Macro-Managing Meals

Food Balance

Societal shift in carbohydrate, fat and protein intake behind overfat epidemic.

Among the many problems with the diet trend of the past 50 years is that it has dulled our senses about what we should eat. Calories, most believe, are the enemy, and since fat has twice the calories of carbohydrates, it must be “bad,” too.

Obviously, this is untrue, but it has led to many millions of people becoming overfat and unhealthy. Unfortunately, marketing is often more powerful than science.

We have become obsessed with calories in particular, despite the fact that the long-term success of calorie-counting diets have been shown to be a dismal failure. Studies show people who follow them for three to five years actually gain weight.

Since 1960, the U.S. National Health and Nutrition Examination Survey (NHANES) has analyzed the food intakes of large numbers of people. The overfat epidemic has been growing steadily during this same period, and since the mid-1970s it took a sudden turn for the worse. Along with the growth in the overfat epidemic, rates of obesity also paralleled other conditions of poor health, including diabetes and other problems that are now part of the metabolic syndrome. This includes many physical injuries, aches and pains associated with inflammation in joints, ligaments and muscles.

During these epidemics, the NHANES study found that caloric intake has increased, and that these increases have been due almost entirely to people eating more refined carbohydrates.

The food we eat plays a more important role in overall health than does fitness and exercise. Another unhealthy trend is the misinformation — promoted by companies selling refined carbohydrates and governments influenced by lobbyists — that the overfat epidemic is due to reduced levels of activity, and that it’s OK to eat junk food as long as you exercise. As we now know, we can’t run away from a bad diet.

Studies show that physical activity levels have basically changed little during this period of the overfat epidemic. What has changed is fitness. While athletic performance records continue to be broken by a handful of individuals, average race times today, for example, are slower. The American Heart Association has shown that many children can’t run as far or fast as their parents did. In fact, in a one-mile run, today’s children are about a minute and a half slower than their peers 30 years ago with average changes similar between boys and girls, younger and older kids. This serious problem may also reflect increased carbohydrate intake.

Questions:
1: In the passage on diet and the overfat epidemic, how much slower are today's children than their peers of 30 years ago in a one-mile run?
2: Pick up the passage on diet and the overfat epidemic after its final sentence and continue it.
The rows have no connection to the passage on diet and the overfat epidemic.

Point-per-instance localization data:
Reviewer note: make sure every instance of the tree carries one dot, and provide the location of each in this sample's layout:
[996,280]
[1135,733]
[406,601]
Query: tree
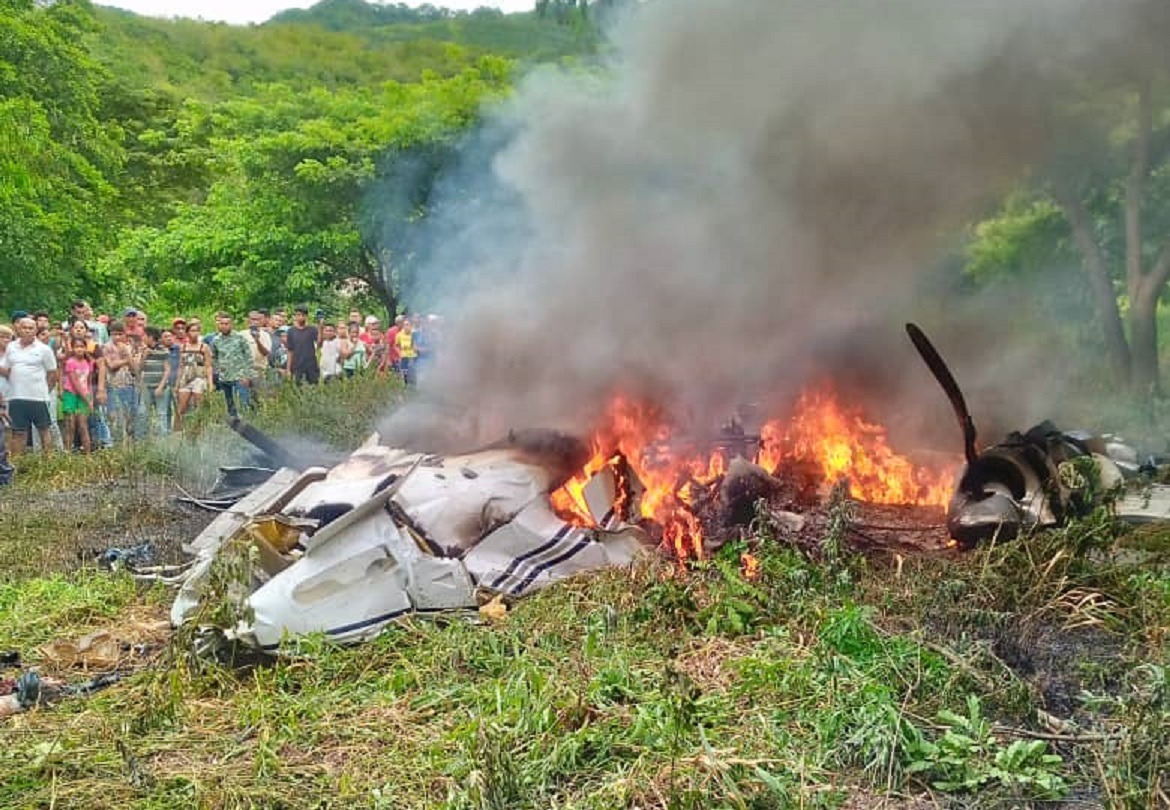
[1089,203]
[286,218]
[57,153]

Answers to the problems:
1: About a minute and a half slower.

2:
While low-fat foods sometimes appear to make sense to prevent higher levels of body fat, it’s actually metabolically illogical. That’s because low-fat meals usually mean increased consumption of refined carbohydrates, which produce the proverbial three-strikes and you’re out: Up to half of these carbs turn to fat and go into storage. They also reduce our ability to burn body fat for energy, and they impair aerobic fitness. These effects are immediate.

The NHANES study found that the increased consumption of carbohydrates from 1974 to 2000 was significant. In men, it rose from about 40 percent to almost 50 percent of total calories, and in women, carbohydrate intake rose from 45 percent to 52 percent. Fat intake actually decreased for men during this period, and slightly increased for women, despite women being more prone to go on low-cal/low-fat diets.

This data was also confirmed in a 2013 study by the USDA.

During my years in private practice, within the NHANES study period noted above, I performed at least one dietary analysis on virtually all patients. The same trend was evident. By 1981 I found myself recommending a diet that was no more than a moderate 40 percent natural carbohydrates like fruits, vegetables, legumes and whole grains, and avoiding avoiding all refined carbs such as breads and pasta, which gave me the reputation as the “low-carb guy.” However, this level was obviously low only in relation to those consuming 50, 60, 70 percent or more of their food as carbohydrate, most of which was refined. For older individuals who tend to become more carbohydrate intolerant, less was recommended, as low as 20 percent (and sometimes less to stimulate ketosis in appropriate patients). But what is “low” or “high” carbohydrate?

The developing consensus, without adjusting for an individual’s specific needs, is listed below. I can agree with this, however, if the amount of carbohydrate is based on natural forms and not refined.

macronutrients

  • High carb diet: >45 percent (this would leave about 30 percent for fat and 25 percent for protein).
  • Moderate carb diet: 26-45 percent (leaving roughly 35 percent fat and 30 percent protein).
  • Low carb diet: 25 percent (leaving about 45 percent fat and 30 percent protein).
  • Very low carb (ketogenic) diet: 10 percent (leaving about 65 percent fat and 25 percent protein).

Two important points:

  • There is no minimum daily requirement for carbohydrates (unlike fat and protein).
  • For very low-carb/ketogenic diet, most individuals require between 30-50 grams of carbs and may have to reduce protein to 20 percent.

Since government agencies won’t make the necessary recommendations to reverse the overconsumption of carbohydrates that have caused an overfat epidemic, along with rising disease states, individuals will have to take responsibility for their own health by making these important adjustments and implement healthy eating.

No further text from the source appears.